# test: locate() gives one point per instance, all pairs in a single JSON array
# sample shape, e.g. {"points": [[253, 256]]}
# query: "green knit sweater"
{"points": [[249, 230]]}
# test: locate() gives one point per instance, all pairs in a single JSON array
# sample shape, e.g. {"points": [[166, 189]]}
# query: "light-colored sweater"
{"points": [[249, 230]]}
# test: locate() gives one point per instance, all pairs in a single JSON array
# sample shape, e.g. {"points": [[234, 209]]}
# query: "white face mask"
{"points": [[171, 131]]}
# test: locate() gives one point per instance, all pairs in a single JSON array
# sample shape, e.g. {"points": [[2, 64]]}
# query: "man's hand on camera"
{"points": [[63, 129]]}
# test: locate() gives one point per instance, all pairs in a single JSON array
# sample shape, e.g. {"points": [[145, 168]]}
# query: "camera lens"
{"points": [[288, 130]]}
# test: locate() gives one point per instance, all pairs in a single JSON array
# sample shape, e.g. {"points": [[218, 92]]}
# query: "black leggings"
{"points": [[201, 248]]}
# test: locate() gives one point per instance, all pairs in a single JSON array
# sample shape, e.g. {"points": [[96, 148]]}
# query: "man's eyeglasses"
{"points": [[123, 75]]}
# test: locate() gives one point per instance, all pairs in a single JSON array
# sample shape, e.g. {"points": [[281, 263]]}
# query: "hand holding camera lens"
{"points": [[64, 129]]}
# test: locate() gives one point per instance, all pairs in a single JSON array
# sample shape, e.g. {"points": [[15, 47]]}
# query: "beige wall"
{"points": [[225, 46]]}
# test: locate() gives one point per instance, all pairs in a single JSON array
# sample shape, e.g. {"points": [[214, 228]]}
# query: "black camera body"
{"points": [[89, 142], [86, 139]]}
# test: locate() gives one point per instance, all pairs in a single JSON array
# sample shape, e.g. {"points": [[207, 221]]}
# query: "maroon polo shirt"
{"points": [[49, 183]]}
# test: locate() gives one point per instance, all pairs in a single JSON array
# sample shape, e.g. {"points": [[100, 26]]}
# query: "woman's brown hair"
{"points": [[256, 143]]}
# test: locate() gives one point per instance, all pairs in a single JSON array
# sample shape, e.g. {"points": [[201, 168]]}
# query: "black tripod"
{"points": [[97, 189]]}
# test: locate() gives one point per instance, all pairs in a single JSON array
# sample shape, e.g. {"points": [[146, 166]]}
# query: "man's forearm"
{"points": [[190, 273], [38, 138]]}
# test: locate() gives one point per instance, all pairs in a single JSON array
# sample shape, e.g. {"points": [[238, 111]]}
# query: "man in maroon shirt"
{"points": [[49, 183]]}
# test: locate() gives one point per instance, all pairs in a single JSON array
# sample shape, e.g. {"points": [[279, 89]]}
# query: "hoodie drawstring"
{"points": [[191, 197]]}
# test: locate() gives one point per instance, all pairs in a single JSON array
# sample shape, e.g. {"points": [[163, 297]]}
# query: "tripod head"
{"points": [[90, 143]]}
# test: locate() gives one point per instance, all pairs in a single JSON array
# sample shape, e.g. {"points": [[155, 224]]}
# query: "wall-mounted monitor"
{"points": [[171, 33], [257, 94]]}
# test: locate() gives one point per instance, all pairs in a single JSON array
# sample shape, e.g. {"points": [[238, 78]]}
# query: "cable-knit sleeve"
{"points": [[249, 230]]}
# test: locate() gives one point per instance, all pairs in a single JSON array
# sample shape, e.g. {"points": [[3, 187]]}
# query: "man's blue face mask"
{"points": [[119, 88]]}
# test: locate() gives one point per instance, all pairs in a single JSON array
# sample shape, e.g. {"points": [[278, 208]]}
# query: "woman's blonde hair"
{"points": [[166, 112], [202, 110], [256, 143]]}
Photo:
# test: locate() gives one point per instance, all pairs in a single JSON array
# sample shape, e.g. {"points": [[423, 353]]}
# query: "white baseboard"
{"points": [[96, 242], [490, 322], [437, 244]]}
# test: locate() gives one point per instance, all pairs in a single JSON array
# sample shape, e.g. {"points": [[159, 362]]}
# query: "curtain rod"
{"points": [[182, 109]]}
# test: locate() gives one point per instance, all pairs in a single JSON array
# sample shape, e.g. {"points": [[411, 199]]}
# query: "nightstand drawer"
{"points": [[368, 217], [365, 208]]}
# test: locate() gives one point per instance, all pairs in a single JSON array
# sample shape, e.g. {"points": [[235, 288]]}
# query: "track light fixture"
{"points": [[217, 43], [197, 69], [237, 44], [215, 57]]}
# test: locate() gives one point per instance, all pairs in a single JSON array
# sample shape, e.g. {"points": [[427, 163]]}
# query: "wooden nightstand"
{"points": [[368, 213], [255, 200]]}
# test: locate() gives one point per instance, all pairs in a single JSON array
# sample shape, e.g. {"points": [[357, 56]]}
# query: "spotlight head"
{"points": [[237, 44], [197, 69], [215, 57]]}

TASK TO COMPLETE: Extract every line of the items above that contains the string "tripod", matching case exactly.

SOLUTION FOR THIS TASK:
# query: "black tripod"
# query: "tripod head"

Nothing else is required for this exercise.